▶ **TASK DIRECTIONS**: Return all of the data exactly as given.

[Records drawn from a dataset]
= = = = =
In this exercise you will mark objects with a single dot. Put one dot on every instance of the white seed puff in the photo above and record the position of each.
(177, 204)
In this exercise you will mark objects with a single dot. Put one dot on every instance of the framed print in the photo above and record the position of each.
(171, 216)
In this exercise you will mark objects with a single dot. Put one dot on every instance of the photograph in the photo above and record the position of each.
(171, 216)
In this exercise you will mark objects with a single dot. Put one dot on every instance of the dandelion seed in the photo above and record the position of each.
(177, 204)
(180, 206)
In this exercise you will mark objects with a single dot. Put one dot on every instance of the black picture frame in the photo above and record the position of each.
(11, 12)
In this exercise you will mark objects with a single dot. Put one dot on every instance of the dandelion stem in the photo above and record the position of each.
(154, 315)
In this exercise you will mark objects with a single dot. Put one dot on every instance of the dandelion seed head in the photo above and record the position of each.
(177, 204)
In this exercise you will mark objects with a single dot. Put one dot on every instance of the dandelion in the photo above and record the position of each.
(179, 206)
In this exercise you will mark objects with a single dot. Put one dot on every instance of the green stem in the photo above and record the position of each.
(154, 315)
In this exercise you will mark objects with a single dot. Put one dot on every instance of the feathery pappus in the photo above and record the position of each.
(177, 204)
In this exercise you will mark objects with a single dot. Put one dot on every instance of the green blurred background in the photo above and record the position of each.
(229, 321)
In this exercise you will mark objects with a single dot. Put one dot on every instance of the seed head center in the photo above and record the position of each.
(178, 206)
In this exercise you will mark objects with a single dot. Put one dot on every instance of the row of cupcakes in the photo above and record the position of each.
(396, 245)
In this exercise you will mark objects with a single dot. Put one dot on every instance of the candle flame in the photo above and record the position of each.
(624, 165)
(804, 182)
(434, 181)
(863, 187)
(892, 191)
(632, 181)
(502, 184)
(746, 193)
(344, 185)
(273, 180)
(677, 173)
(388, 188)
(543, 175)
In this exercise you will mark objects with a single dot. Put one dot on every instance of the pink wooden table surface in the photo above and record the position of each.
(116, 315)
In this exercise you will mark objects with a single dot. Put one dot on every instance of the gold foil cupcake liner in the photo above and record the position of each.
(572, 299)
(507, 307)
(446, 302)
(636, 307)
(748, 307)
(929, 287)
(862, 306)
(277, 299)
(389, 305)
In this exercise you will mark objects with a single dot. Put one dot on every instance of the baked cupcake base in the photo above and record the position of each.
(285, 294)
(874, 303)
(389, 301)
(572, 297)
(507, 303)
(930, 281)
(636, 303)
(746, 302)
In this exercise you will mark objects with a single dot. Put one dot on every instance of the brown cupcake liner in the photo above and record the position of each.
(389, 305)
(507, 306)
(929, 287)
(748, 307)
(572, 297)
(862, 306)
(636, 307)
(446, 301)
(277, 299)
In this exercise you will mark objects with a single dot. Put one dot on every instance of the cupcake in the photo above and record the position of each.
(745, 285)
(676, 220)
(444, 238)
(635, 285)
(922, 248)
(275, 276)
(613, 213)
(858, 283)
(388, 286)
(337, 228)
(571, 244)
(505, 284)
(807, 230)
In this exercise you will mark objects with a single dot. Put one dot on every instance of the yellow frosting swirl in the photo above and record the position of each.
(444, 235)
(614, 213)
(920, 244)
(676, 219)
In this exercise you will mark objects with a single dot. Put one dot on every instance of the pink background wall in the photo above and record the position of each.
= = = = =
▶ **RESULT OF THIS EXERCISE**:
In this exercise you will mark objects with a single dot. Put one dot on every instance of the white seed puff in the photo above and record the position of each.
(177, 204)
In this exercise you will mark objects with a single dot. Put one dot on every instance of the framed print in the photo above and record the position of each.
(171, 216)
In this exercise you will mark objects with a single dot. Put one dot on every instance of the photograph in the photo above and record the position of each.
(171, 216)
In this exercise you will mark objects with a single dot. Put one dot on every instance of the dandelion seed in the photo above and record the position of each.
(177, 204)
(180, 206)
In this exercise you will mark objects with a single dot. Put one dot on every instance of the black picture frame in the photo above and record the position of each.
(11, 12)
In this exercise you will mark objects with a single dot. Put one dot on every instance of the dandelion stem in the photo above and record the position of each.
(154, 315)
In this exercise you will mark objects with a single dot. Put one dot on every instance of the dandelion seed head in the photo above and record the position of each.
(177, 204)
In this exercise you will mark objects with a single dot. Put one dot on every instance of the dandelion in the photo above and record the position of each.
(179, 206)
In this exercise you will mark objects with a single dot. Put one dot on every instance of the green stem in the photo above and record the position of each.
(154, 315)
In this exercise you will mark objects with a single dot. Put one dot on every instance of the feathery pappus in the photo above and record the position of each.
(177, 204)
In this exercise you will mark objects with a single dot. Put one dot on every instance of the green blurred background in the photo above and record the position of each.
(229, 321)
In this exercise you will mark objects with a single dot. Put one dot on every instance of the seed head center in the photo above and record the position of each.
(178, 206)
In this exercise you will mark objects with a single dot. Put one dot on every instance of the row of cupcakes in the photo above and record the position of each.
(396, 245)
In this exercise you will mark objects with a single dot. Put one dot on every instance of the candle flame in the photo above and record the position of each.
(624, 165)
(804, 182)
(434, 181)
(863, 187)
(892, 191)
(632, 181)
(502, 184)
(746, 193)
(344, 185)
(273, 180)
(677, 173)
(388, 188)
(543, 175)
In this exercise you will mark objects with a single dot. Put one dot on every instance of the pink wooden table surface in the photo above and record the position of each.
(116, 315)
In this exercise you will mark objects with a single dot. Put one dot on every instance of the gold foil cupcake liner in the photo above and record the position of each.
(572, 299)
(507, 307)
(446, 302)
(636, 307)
(748, 307)
(929, 287)
(862, 306)
(277, 299)
(389, 305)
In this exercise you will mark objects with a single dot. Put one dot on every instance of the baked cupcake base in the photo above and record the position of each.
(285, 294)
(874, 303)
(389, 301)
(572, 297)
(507, 303)
(930, 281)
(636, 303)
(746, 302)
In this exercise you will mark objects with a single dot. Put one dot on every instance of the brown cupcake liner in the photo above and record the position of each.
(389, 305)
(507, 306)
(929, 287)
(748, 307)
(572, 297)
(862, 306)
(636, 307)
(446, 301)
(277, 299)
In this exercise you will mark objects with a single dot. Put one dot on every instance of the cupcake in the photo above and record the position of each.
(745, 285)
(676, 220)
(444, 238)
(635, 285)
(922, 248)
(275, 276)
(613, 213)
(858, 283)
(388, 286)
(337, 228)
(571, 244)
(505, 284)
(807, 230)
In this exercise you will mark objects with a single dot. Put one dot on every instance of the yellow frosting swirl in the photo above and record the position of each.
(444, 235)
(614, 213)
(920, 244)
(676, 219)
In this exercise you will mark objects with a single dot. Put one dot on every instance of the pink background wall in the photo above and record the position of each.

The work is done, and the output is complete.